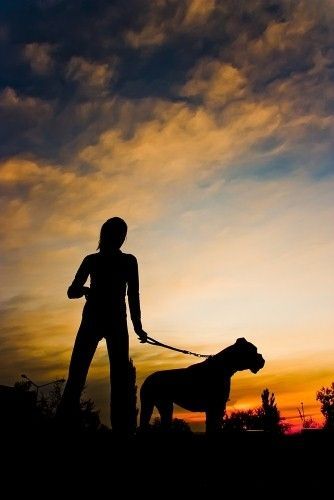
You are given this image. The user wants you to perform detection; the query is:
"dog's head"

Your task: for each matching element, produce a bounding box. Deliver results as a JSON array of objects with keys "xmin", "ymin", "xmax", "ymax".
[{"xmin": 211, "ymin": 338, "xmax": 265, "ymax": 373}]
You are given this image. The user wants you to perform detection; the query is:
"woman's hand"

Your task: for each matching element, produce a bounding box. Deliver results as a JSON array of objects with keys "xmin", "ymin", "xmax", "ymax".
[{"xmin": 136, "ymin": 330, "xmax": 147, "ymax": 344}]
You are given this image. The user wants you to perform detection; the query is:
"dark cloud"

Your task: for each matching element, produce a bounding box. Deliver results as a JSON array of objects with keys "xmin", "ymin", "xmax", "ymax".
[{"xmin": 0, "ymin": 0, "xmax": 333, "ymax": 161}]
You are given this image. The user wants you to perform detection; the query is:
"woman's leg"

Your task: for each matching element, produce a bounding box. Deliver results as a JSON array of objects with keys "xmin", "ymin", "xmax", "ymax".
[
  {"xmin": 58, "ymin": 322, "xmax": 99, "ymax": 414},
  {"xmin": 106, "ymin": 324, "xmax": 130, "ymax": 435}
]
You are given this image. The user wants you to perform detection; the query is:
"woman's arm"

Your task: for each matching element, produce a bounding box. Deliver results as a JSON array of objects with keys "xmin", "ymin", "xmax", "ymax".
[
  {"xmin": 67, "ymin": 257, "xmax": 89, "ymax": 299},
  {"xmin": 127, "ymin": 255, "xmax": 147, "ymax": 342}
]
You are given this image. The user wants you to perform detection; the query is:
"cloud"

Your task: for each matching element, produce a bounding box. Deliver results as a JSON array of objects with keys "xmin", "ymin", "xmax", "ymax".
[
  {"xmin": 66, "ymin": 57, "xmax": 116, "ymax": 95},
  {"xmin": 23, "ymin": 43, "xmax": 54, "ymax": 75},
  {"xmin": 124, "ymin": 0, "xmax": 216, "ymax": 49},
  {"xmin": 0, "ymin": 0, "xmax": 334, "ymax": 428}
]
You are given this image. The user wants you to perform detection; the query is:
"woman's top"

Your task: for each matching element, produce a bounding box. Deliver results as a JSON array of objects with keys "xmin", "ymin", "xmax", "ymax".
[{"xmin": 67, "ymin": 250, "xmax": 142, "ymax": 332}]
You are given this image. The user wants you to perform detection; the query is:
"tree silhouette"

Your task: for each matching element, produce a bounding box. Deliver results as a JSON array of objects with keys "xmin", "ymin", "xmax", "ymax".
[
  {"xmin": 257, "ymin": 389, "xmax": 290, "ymax": 433},
  {"xmin": 223, "ymin": 389, "xmax": 290, "ymax": 433},
  {"xmin": 223, "ymin": 409, "xmax": 261, "ymax": 432},
  {"xmin": 317, "ymin": 382, "xmax": 334, "ymax": 430},
  {"xmin": 150, "ymin": 417, "xmax": 192, "ymax": 433},
  {"xmin": 4, "ymin": 380, "xmax": 101, "ymax": 431}
]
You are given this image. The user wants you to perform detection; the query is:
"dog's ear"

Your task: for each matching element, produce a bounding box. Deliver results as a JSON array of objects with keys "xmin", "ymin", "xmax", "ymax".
[{"xmin": 236, "ymin": 337, "xmax": 248, "ymax": 345}]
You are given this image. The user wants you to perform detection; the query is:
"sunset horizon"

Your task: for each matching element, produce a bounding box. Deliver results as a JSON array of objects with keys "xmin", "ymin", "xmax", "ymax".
[{"xmin": 0, "ymin": 0, "xmax": 334, "ymax": 432}]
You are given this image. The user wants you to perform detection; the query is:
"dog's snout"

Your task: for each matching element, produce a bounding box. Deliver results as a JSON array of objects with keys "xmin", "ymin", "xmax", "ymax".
[{"xmin": 250, "ymin": 354, "xmax": 265, "ymax": 373}]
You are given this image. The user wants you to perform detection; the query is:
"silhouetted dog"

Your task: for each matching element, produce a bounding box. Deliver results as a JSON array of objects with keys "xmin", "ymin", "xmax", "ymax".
[{"xmin": 140, "ymin": 338, "xmax": 265, "ymax": 432}]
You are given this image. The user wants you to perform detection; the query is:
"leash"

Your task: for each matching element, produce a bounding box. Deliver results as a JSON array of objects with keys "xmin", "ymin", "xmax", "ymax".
[{"xmin": 146, "ymin": 337, "xmax": 211, "ymax": 358}]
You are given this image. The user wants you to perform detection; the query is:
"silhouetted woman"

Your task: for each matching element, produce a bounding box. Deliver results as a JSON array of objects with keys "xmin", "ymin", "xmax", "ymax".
[{"xmin": 58, "ymin": 217, "xmax": 147, "ymax": 434}]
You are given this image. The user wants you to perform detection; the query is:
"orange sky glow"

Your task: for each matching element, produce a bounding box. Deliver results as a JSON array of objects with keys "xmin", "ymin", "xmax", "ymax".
[{"xmin": 0, "ymin": 0, "xmax": 334, "ymax": 430}]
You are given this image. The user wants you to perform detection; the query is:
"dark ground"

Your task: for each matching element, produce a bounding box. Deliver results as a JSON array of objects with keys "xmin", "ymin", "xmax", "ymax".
[{"xmin": 1, "ymin": 431, "xmax": 334, "ymax": 499}]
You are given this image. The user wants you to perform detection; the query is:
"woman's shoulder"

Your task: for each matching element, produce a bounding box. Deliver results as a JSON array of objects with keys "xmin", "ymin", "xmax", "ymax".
[
  {"xmin": 122, "ymin": 252, "xmax": 137, "ymax": 264},
  {"xmin": 83, "ymin": 252, "xmax": 99, "ymax": 264}
]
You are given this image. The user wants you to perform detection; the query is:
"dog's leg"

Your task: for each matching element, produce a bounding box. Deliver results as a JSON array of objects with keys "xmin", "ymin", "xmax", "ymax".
[
  {"xmin": 139, "ymin": 397, "xmax": 154, "ymax": 430},
  {"xmin": 205, "ymin": 407, "xmax": 224, "ymax": 434},
  {"xmin": 156, "ymin": 401, "xmax": 173, "ymax": 430}
]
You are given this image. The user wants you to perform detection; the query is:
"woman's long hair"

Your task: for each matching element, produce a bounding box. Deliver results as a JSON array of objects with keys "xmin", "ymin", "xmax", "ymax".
[{"xmin": 97, "ymin": 217, "xmax": 128, "ymax": 253}]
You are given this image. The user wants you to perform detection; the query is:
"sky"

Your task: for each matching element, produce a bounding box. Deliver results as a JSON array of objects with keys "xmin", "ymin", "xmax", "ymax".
[{"xmin": 0, "ymin": 0, "xmax": 334, "ymax": 428}]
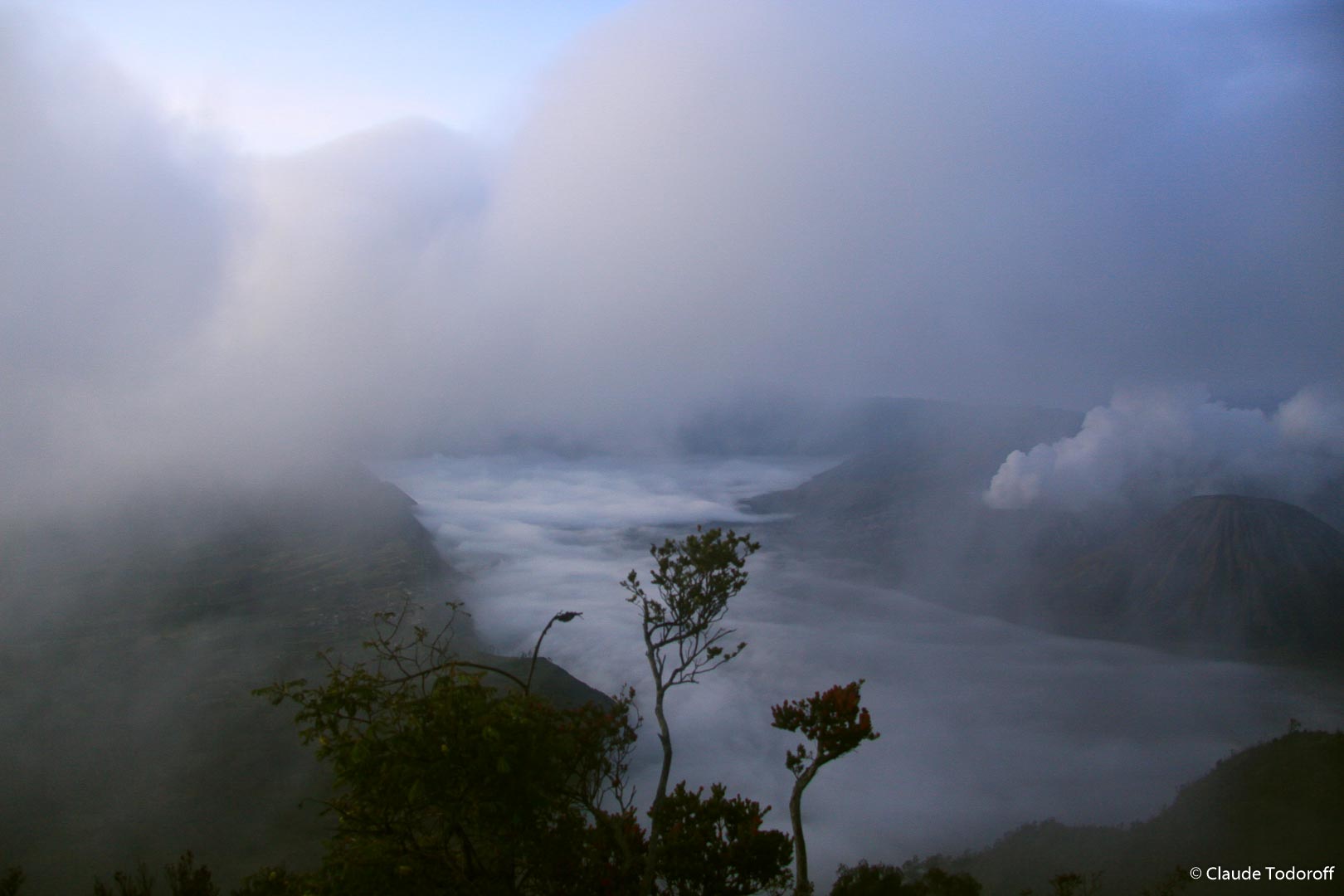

GIVEN EXERCISE: Pick out every line in the listing above that contains the word "silhouetted" and copy each of those lines.

COMPLETE OUTPUT:
"silhouetted dog"
"silhouetted woman"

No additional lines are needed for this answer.